(Object point labels)
◇ ◇ ◇ ◇ ◇ ◇ ◇
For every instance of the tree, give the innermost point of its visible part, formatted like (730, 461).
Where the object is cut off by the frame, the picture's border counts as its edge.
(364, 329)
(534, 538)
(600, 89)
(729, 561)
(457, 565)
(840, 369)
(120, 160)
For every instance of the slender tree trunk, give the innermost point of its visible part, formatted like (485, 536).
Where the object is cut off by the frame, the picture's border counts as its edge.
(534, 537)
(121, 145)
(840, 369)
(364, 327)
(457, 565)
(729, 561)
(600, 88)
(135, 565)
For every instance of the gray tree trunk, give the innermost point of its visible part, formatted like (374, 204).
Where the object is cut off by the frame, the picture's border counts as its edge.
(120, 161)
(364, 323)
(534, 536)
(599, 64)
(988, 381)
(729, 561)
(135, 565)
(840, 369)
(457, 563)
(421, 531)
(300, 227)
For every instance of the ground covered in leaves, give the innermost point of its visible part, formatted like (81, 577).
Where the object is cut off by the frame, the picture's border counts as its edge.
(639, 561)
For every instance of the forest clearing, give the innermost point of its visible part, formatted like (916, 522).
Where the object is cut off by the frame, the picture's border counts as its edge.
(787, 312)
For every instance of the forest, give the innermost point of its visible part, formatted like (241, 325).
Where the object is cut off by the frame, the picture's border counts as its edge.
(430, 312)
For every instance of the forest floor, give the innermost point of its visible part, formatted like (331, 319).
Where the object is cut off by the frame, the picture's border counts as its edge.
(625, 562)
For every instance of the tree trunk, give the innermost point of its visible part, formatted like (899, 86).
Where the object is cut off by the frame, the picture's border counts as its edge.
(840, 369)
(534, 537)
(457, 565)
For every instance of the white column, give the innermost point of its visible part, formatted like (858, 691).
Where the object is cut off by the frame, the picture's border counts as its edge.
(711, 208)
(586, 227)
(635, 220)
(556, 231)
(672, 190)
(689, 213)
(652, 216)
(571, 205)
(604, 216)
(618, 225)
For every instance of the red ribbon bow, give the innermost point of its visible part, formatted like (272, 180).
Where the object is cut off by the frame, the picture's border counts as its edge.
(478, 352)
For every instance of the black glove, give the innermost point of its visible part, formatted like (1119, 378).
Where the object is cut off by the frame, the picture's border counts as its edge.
◇ ◇ ◇ ◇ ◇ ◇ ◇
Exercise brief:
Transcribe the whole listing exactly.

The reply:
For every instance of the tree, give the innermost point of its visible part, formatted like (730, 461).
Where the object is cut off by the frame, the picture's border counts as its edge.
(364, 329)
(534, 538)
(600, 89)
(729, 561)
(457, 565)
(840, 369)
(120, 160)
For every instance of the slender tree trunk, give the innermost point of its visible part, formatted like (485, 536).
Where the object is cut off by the frame, the picture's border counts as its edge.
(534, 537)
(121, 145)
(840, 369)
(364, 327)
(457, 565)
(729, 561)
(600, 88)
(135, 565)
For every instance of the gray tree trunk, give the innermost point of its visible part, formatted like (374, 204).
Where the object is cut off by the frame, the picture's border counts as its edge.
(120, 161)
(364, 323)
(534, 536)
(599, 64)
(988, 381)
(729, 561)
(135, 565)
(840, 369)
(457, 563)
(421, 531)
(300, 227)
For every instance of the ground covered in leaves, give the innermost point of its visible part, formatted like (81, 577).
Where the object is cut off by the frame, the picture's border counts as its edge.
(639, 561)
For every instance of the forest clearing, give the innermost point of its visible part, formatted like (916, 522).
Where the object is cut off by the frame, the picture's border counts as its edge.
(787, 312)
For every instance of the forest, give the innermost point of its visible part, formatted like (241, 325).
Where the object is cut off by the frame, the picture's border counts as its edge.
(430, 312)
For every instance of the forest floor, give the innermost point of its visible part, formatted like (331, 319).
Where the object is cut off by the frame, the picture's border counts as its edge.
(625, 562)
For every instance of the tree trunk, give the innermost point of its visible part, formatted like (899, 86).
Where the object is cut off by the frame, the picture's border counts as its edge.
(840, 369)
(534, 537)
(457, 565)
For every instance of the white column, give the innermost point of its visible part, formatted like (858, 691).
Where the object is cut off by the frame, the picture's border counts as its edge.
(711, 208)
(586, 227)
(635, 220)
(556, 231)
(672, 190)
(689, 213)
(652, 216)
(571, 205)
(604, 216)
(618, 225)
For every instance of the red ribbon bow, give the innermost point of its visible part, formatted like (272, 180).
Where the object is cut off by the frame, the picture's border counts as its edge.
(478, 352)
For every instance of the black glove, give the innermost point of its visible part, formatted like (1119, 378).
Where the object is cut off by the frame, the picture's border counts as its edge.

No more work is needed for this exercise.